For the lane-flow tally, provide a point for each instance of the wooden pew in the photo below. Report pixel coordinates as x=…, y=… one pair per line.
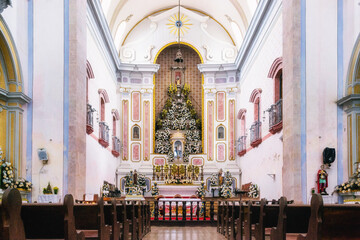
x=11, y=225
x=90, y=219
x=334, y=222
x=111, y=219
x=50, y=220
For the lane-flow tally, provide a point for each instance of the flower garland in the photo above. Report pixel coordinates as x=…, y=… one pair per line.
x=8, y=177
x=178, y=114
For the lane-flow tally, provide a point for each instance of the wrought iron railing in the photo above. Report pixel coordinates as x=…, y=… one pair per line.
x=242, y=144
x=275, y=114
x=116, y=144
x=104, y=132
x=255, y=132
x=90, y=119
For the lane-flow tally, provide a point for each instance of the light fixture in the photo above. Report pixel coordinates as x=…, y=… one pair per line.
x=178, y=24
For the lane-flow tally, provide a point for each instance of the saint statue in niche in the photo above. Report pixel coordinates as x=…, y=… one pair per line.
x=136, y=133
x=221, y=133
x=178, y=149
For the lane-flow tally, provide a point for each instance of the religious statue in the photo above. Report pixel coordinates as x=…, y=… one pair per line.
x=322, y=181
x=221, y=177
x=135, y=177
x=155, y=190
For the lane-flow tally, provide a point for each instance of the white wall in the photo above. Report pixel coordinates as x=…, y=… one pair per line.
x=100, y=163
x=267, y=158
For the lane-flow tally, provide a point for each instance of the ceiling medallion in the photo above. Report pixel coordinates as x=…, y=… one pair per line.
x=176, y=24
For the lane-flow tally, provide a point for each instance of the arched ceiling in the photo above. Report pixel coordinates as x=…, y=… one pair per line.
x=239, y=11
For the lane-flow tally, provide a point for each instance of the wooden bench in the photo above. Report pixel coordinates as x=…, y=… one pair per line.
x=90, y=219
x=11, y=225
x=111, y=219
x=50, y=220
x=332, y=221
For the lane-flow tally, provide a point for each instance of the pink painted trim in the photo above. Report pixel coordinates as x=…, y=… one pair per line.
x=275, y=67
x=97, y=139
x=103, y=93
x=256, y=93
x=241, y=112
x=116, y=114
x=89, y=71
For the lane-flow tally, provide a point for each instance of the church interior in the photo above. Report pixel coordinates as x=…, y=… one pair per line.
x=179, y=119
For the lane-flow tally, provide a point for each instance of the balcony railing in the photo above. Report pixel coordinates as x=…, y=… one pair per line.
x=104, y=134
x=242, y=145
x=89, y=119
x=255, y=134
x=275, y=117
x=116, y=146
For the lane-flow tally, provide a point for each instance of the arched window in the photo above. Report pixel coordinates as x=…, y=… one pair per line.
x=275, y=111
x=115, y=140
x=90, y=110
x=103, y=126
x=241, y=147
x=255, y=129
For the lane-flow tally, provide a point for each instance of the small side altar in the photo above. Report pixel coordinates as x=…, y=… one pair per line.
x=183, y=190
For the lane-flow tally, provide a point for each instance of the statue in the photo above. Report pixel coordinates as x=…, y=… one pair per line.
x=155, y=190
x=135, y=177
x=221, y=177
x=322, y=181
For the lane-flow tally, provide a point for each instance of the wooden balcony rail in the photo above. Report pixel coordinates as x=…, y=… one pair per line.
x=116, y=146
x=89, y=119
x=104, y=134
x=255, y=134
x=275, y=117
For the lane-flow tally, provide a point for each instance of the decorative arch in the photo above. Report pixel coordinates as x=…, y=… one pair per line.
x=116, y=114
x=241, y=112
x=276, y=66
x=255, y=94
x=103, y=94
x=353, y=75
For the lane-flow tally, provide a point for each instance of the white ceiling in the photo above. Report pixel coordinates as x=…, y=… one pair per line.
x=240, y=11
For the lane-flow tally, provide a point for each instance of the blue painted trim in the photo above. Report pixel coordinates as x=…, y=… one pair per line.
x=66, y=97
x=29, y=117
x=340, y=87
x=303, y=100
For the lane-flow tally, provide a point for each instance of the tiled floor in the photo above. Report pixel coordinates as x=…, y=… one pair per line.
x=183, y=233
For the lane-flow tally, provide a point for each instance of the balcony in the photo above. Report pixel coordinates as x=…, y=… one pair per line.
x=89, y=119
x=116, y=147
x=275, y=117
x=255, y=134
x=241, y=146
x=104, y=134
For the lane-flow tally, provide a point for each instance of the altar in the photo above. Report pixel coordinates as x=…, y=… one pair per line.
x=183, y=190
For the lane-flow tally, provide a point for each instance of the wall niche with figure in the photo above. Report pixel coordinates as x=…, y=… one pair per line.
x=220, y=133
x=135, y=133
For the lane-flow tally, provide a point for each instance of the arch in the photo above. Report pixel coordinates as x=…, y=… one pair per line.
x=353, y=75
x=89, y=71
x=116, y=114
x=103, y=94
x=241, y=112
x=276, y=66
x=255, y=94
x=11, y=61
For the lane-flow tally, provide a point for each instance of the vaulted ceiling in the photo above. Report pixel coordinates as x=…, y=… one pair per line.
x=225, y=12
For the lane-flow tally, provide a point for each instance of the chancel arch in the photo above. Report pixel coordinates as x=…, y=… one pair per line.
x=12, y=100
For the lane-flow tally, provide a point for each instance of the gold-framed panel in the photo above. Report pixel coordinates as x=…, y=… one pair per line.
x=131, y=153
x=132, y=137
x=217, y=144
x=217, y=103
x=217, y=133
x=132, y=106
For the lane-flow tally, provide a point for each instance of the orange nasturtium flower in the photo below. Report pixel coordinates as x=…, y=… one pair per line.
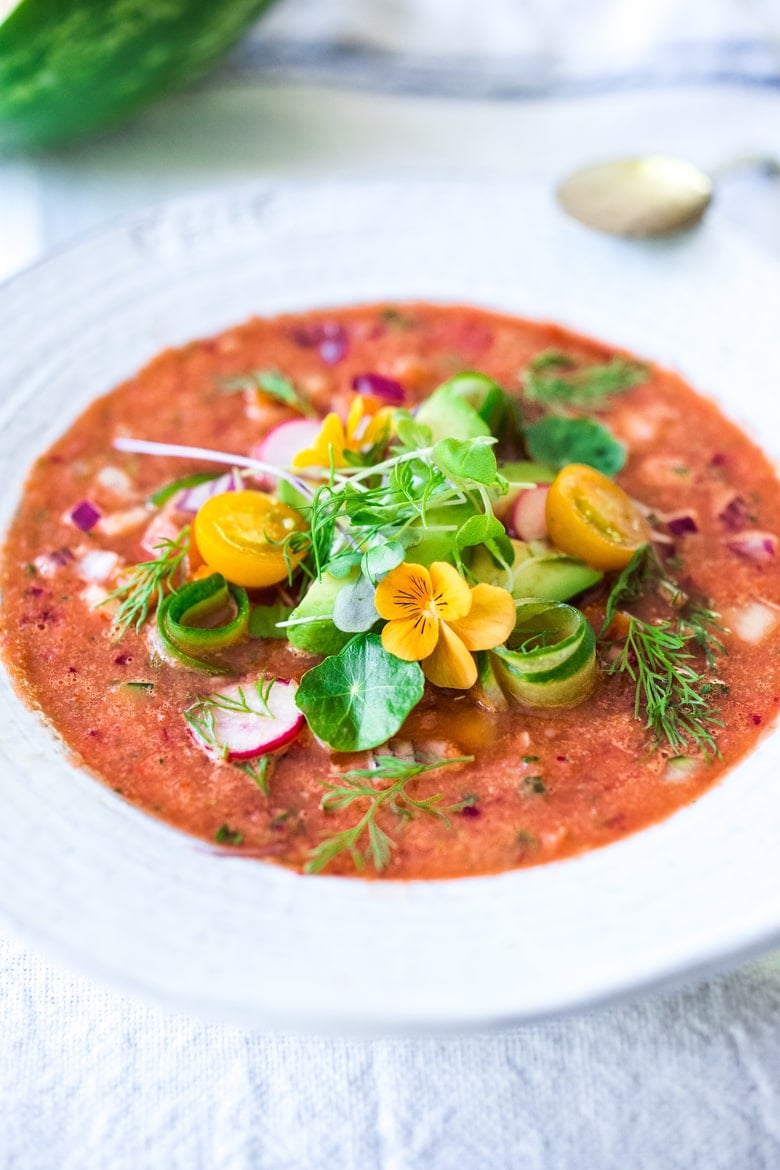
x=366, y=424
x=436, y=618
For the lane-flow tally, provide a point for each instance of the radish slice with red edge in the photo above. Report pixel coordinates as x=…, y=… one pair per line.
x=754, y=545
x=529, y=518
x=191, y=500
x=246, y=720
x=283, y=442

● **OBJECTIVE**: Copy out every one of the records above exactly, leaving the pictures out.

● **RESULT OF THIS EXERCISE**:
For the lane-flow tally, provide a point for each instance of the wooden pew in the photo below. Report pixel coordinates as x=…, y=… one pair per line.
x=11, y=225
x=90, y=219
x=334, y=222
x=111, y=219
x=50, y=220
For the lane-flow tally, provide a point for each instance of the flower garland in the photo above. Report pixel coordinates as x=…, y=… one pair per line.
x=8, y=177
x=178, y=114
For the lane-flow tally, provide a point for each instance of the wrought iron railing in the photo above. Report pixel coordinates as x=…, y=… one pair per line.
x=242, y=144
x=275, y=114
x=116, y=144
x=104, y=132
x=255, y=132
x=90, y=119
For the lane-flow tally, provide a point for each instance of the light fixture in the photo above. Report pixel coordinates as x=…, y=… one pair per line.
x=178, y=24
For the lane-flow tally, provide a point for each instance of the saint statue in niche in the photo above. Report pixel coordinates as x=…, y=… one pair per line.
x=136, y=133
x=221, y=133
x=178, y=149
For the lane-flow tally, provide a point for each instance of the religious statue in the photo above. Report pixel coordinates as x=…, y=… one pair per line.
x=322, y=181
x=221, y=177
x=135, y=177
x=155, y=190
For the lane-flow tally, provide a point for each instance of the white wall in the photo above. Report pixel coordinates as x=…, y=… one pair per line.
x=100, y=163
x=267, y=158
For the lane-flow tally, provide a point for each instance of the ceiling medallion in the photo above. Report pixel coordinates as x=…, y=… one pair per line.
x=176, y=24
For the lane-flow tally, provide a point for each instance of the arched ceiling in the photo above. Report pixel coordinates as x=…, y=… one pair per line.
x=239, y=11
For the lane-flow tally, provide a point for each instance of the wooden bench in the photo above. Report pixel coordinates as x=…, y=… one pair per line.
x=90, y=219
x=11, y=225
x=111, y=219
x=50, y=220
x=332, y=221
For the lane-flow tally, provide a point for each instance of the pink painted trim in the photo above. Report pixel coordinates as x=…, y=… one pair per line.
x=275, y=67
x=97, y=139
x=103, y=93
x=256, y=93
x=241, y=112
x=116, y=114
x=89, y=71
For the lane-flow tally, provide a point for each instance of the church interior in the photo above. Report pixel coordinates as x=…, y=… one pair per line.
x=179, y=119
For the lane-flow tally, provide a point for each instance of the balcony railing in the photo above. Report pixel coordinates as x=…, y=… one pair per line.
x=104, y=134
x=242, y=145
x=89, y=119
x=255, y=134
x=275, y=117
x=116, y=146
For the lane-flow tally, provide a point for each instance of the arched window in the photo above. Report pixel coordinates as x=…, y=… one pair per line.
x=275, y=111
x=115, y=140
x=90, y=110
x=103, y=126
x=241, y=147
x=255, y=129
For the lane-flow tally, provide a point for each instance of the small side altar in the photo above. Report pixel coordinates as x=…, y=… one pair per line.
x=183, y=190
For the lane-flow tally, provide a point for each instance of the statue in the photo above. Report pixel coordinates as x=…, y=… one pair per line.
x=155, y=190
x=135, y=177
x=221, y=177
x=322, y=181
For the lane-flow tally, provide a point for each instance of the wooden balcony rail in the photo above. Report pixel coordinates as x=…, y=… one pair per line.
x=116, y=146
x=89, y=119
x=104, y=134
x=255, y=134
x=275, y=117
For the lane-flow tally, provide a point for each instance of the decorative arch in the photo above. Report pixel coordinates as x=…, y=… one pair per line.
x=116, y=114
x=241, y=112
x=276, y=66
x=255, y=94
x=103, y=94
x=353, y=75
For the lane-flow tally, provide a point for each instance of the white ceiling in the photo above. Report pixel coordinates as x=…, y=… one pair per line.
x=240, y=11
For the lane-flow tally, provide a point for each instance of the blue painted trim in the photo above. Report pixel coordinates as x=…, y=… one pair per line.
x=66, y=97
x=29, y=117
x=340, y=87
x=303, y=100
For the lane-flow tally, provide a point for each instance of the tiled floor in the photo above. Report pixel coordinates as x=…, y=… one pair per line.
x=183, y=233
For the lane-flow tally, provide a point for each instance of the balcony in the photo above. Report pixel coordinates as x=…, y=… one pair per line.
x=89, y=119
x=116, y=147
x=275, y=117
x=255, y=134
x=241, y=146
x=104, y=134
For the lane-flow tally, provide a point for each instance of the altar in the photo above. Report pixel coordinates as x=…, y=… one pair per line.
x=183, y=190
For the lane-flow tally, provide a point for each instance of the wall niche with figure in the photo above. Report pixel coordinates as x=…, y=… one pair per line.
x=220, y=133
x=135, y=133
For the lane-flow tally, provide a point for each instance of the arch in the photo above. Report pixel coordinates as x=…, y=… one pair per line.
x=353, y=75
x=89, y=71
x=116, y=114
x=103, y=94
x=241, y=112
x=276, y=66
x=255, y=94
x=11, y=61
For the lane-flow tally, provide a point for each instance of the vaulted ceiling in the photo above. Report pixel coordinates as x=…, y=… one pair per line.
x=225, y=12
For the lane-flow tally, provide a point for each instance of the chancel arch in the photo above. Report pixel coordinates as x=…, y=… one pair per line.
x=12, y=100
For the lane-flow tally, provide a point for each instance of the gold-framed panel in the photo above. Report pixel coordinates as x=…, y=… one pair per line.
x=131, y=153
x=132, y=137
x=217, y=144
x=217, y=103
x=217, y=133
x=132, y=106
For the lane-flow tally, provide a point for each instance of the orange nasturtium flower in the photo below. Report pixel coordinates as x=…, y=… one pair per line.
x=366, y=424
x=436, y=618
For the lane-flow tally, provide a point for each instance of the radish slice with red edge in the photo above. Report pixel coordinates as x=…, y=… one pair per line.
x=754, y=545
x=529, y=518
x=191, y=500
x=246, y=720
x=283, y=442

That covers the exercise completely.